▶ [Task data]:
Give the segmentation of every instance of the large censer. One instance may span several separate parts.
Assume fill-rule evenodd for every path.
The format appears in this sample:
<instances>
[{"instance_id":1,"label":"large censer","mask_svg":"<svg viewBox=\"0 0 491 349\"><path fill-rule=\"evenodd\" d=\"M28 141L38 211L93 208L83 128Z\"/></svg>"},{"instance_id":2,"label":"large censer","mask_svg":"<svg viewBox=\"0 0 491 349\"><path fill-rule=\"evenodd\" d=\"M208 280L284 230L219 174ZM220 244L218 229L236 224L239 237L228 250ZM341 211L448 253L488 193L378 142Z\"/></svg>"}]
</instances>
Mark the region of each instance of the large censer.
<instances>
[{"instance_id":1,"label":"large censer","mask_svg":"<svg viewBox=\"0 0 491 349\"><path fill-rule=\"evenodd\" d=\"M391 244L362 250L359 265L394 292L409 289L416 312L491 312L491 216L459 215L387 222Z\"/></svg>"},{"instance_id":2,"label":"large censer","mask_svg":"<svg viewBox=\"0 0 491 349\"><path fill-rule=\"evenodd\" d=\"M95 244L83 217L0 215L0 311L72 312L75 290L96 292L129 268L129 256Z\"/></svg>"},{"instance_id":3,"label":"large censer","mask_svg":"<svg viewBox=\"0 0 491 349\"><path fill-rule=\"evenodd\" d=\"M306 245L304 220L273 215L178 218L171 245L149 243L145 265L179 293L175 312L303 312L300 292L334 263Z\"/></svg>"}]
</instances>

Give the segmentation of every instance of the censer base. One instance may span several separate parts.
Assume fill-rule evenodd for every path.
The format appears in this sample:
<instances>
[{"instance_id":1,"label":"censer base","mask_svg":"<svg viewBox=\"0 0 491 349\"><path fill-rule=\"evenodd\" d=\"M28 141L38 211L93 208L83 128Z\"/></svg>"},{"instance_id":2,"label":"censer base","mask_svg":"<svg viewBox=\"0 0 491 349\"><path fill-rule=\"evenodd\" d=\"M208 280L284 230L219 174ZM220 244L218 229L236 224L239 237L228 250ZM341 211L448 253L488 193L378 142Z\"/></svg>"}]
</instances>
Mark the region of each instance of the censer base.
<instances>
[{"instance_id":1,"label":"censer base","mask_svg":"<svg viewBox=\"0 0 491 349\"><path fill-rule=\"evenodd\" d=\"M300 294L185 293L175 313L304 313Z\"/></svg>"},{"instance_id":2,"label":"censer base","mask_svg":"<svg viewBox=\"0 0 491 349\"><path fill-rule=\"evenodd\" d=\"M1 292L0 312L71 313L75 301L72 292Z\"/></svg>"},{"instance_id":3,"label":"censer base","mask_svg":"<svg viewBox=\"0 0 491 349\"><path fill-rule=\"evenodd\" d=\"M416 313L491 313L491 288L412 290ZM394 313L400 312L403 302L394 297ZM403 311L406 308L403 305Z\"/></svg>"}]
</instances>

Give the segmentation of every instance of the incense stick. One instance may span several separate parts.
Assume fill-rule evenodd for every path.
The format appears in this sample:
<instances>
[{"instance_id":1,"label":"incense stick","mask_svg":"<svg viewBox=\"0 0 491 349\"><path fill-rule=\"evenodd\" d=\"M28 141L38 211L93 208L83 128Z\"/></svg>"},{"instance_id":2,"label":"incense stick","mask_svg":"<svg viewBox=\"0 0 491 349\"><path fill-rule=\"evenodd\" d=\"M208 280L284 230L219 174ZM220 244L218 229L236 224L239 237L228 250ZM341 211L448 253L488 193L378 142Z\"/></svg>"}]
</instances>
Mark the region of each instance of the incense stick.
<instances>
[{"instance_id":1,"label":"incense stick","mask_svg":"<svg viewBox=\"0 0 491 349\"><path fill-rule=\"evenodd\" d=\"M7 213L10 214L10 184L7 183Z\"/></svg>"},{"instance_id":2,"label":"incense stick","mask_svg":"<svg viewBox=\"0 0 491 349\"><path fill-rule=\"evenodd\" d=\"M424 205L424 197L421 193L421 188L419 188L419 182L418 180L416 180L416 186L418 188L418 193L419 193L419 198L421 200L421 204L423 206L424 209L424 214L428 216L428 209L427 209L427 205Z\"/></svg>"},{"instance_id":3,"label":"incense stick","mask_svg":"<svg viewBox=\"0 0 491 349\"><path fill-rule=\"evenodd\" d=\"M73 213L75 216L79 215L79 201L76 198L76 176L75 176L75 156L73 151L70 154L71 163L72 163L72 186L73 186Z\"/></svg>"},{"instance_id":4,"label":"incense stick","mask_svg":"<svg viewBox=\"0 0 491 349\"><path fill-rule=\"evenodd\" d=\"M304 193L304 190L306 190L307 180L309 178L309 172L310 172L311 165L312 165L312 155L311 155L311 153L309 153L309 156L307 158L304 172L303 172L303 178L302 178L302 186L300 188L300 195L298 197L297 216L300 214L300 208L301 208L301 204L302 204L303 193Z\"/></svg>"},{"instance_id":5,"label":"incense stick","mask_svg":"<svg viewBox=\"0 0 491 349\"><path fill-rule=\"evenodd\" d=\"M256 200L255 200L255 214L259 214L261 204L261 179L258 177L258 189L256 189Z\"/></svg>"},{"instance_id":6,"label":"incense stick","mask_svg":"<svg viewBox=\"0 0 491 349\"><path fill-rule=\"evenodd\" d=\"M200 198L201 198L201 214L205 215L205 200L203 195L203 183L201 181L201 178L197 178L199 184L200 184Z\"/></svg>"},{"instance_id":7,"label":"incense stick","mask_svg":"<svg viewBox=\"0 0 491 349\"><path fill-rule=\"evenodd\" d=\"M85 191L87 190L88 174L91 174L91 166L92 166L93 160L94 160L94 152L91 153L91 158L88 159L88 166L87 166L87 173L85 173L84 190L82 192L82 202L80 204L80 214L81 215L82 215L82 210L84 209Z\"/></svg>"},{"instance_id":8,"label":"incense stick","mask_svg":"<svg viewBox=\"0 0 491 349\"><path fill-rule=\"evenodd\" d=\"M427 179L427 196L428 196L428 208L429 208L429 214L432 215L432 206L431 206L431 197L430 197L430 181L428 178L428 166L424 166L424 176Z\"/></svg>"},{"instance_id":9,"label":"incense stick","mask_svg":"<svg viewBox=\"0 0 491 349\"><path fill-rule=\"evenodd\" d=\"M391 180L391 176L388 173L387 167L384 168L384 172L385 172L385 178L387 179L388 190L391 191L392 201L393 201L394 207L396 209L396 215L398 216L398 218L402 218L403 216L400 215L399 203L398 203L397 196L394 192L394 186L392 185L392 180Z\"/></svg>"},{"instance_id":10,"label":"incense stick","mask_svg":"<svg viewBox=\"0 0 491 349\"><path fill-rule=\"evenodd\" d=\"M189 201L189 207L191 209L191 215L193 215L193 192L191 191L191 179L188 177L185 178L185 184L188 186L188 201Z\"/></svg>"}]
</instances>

▶ [What to do]: Could you show each line from the entries above that contains the word "Mark", counting only matches with the same capitalization?

▶ [Correct output]:
Mark the region of each instance of the large censer.
Mark the region of each instance of the censer base.
Mark the region of each instance of the incense stick.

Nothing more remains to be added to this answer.